── MATERIAL ──

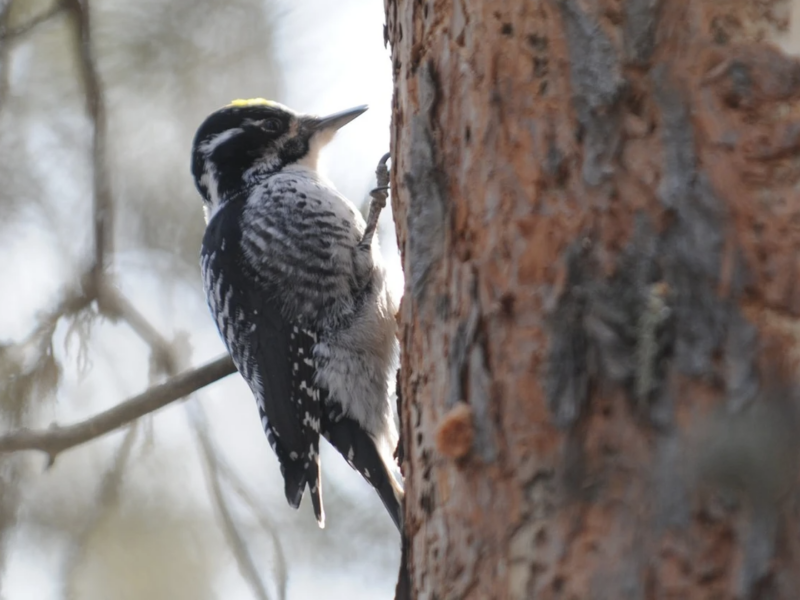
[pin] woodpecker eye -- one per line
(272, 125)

───
── MATERIAL ──

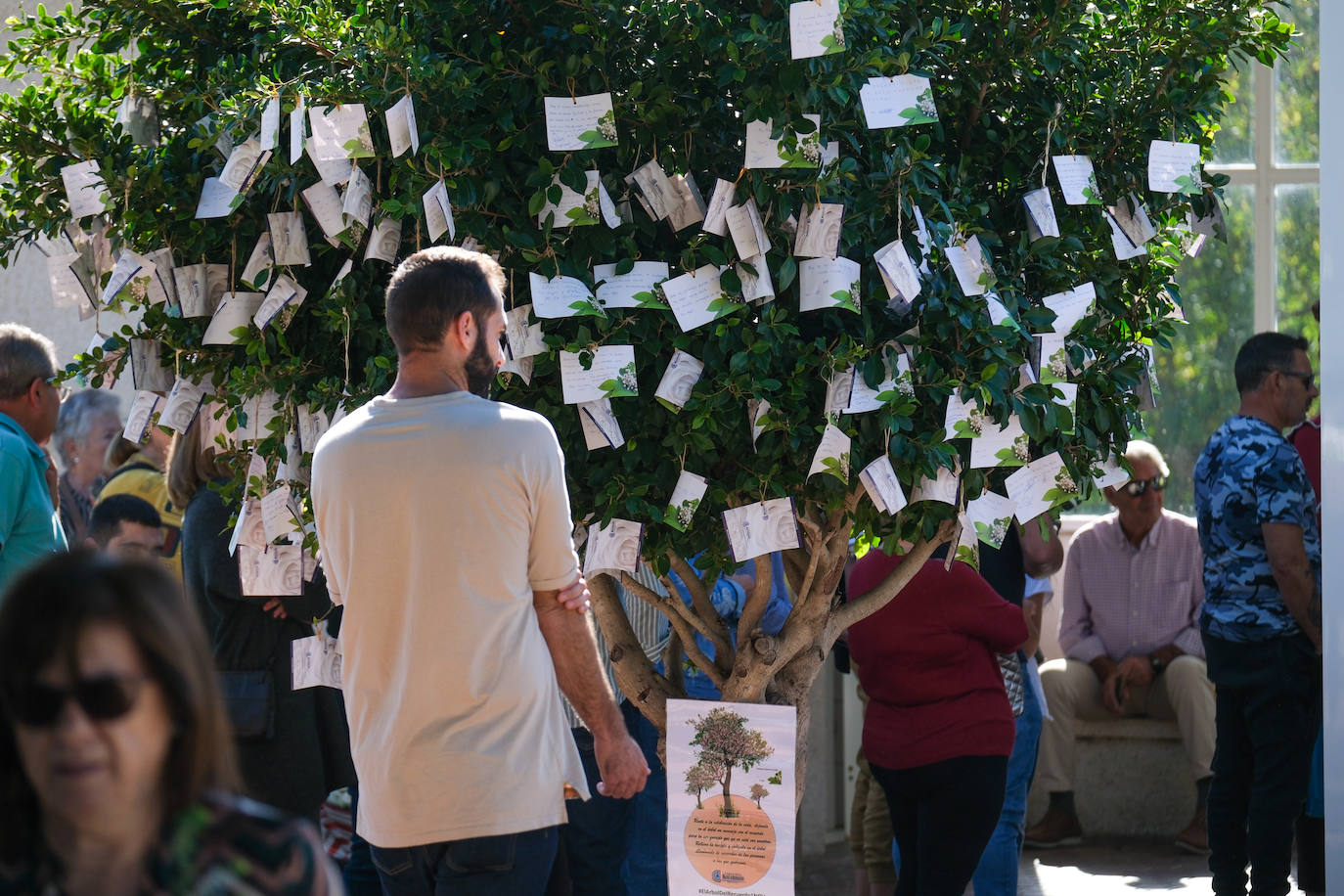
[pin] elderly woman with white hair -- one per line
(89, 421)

───
── MATERIAL ──

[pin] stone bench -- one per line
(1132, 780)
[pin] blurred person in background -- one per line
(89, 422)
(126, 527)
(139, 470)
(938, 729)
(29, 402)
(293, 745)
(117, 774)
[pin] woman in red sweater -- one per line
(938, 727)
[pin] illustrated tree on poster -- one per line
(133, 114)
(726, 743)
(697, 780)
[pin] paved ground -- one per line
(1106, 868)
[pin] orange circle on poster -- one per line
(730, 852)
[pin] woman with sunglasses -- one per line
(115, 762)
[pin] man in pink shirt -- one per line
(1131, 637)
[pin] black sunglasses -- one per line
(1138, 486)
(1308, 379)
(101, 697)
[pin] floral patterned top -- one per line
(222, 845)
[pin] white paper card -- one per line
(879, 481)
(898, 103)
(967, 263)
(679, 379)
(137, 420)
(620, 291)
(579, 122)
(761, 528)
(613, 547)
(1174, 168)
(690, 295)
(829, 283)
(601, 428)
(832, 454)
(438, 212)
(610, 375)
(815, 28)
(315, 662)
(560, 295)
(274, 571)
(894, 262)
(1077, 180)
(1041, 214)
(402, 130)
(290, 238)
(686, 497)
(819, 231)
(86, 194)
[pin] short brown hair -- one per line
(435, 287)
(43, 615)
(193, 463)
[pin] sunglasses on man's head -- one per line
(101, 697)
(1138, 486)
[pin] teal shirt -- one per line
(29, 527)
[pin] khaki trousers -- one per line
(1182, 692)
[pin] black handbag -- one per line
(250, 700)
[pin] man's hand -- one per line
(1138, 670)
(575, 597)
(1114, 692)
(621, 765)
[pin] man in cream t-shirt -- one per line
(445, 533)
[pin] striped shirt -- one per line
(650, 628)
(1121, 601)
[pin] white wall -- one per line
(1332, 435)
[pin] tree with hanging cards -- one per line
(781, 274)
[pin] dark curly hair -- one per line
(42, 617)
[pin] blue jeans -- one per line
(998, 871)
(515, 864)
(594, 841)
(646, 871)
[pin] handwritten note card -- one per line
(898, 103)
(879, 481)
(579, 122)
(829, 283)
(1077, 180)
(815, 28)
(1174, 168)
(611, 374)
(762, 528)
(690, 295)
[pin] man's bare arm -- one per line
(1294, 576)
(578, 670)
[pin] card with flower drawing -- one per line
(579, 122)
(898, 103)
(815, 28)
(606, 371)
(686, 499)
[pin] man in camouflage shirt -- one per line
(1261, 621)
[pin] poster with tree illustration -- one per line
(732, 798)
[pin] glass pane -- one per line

───

▶ [SET EXERCISE] List every row above that contains the word "shirt". Copy each one unchanged and put it on its own line.

▶ [ANSWER FOR THIS EXERCISE]
[pin] man in pink shirt -- one per line
[pin] teal shirt -- one per line
[pin] man in cream t-shirt -- one per line
[pin] striped shirt -- one per line
[pin] man in camouflage shirt -- one per line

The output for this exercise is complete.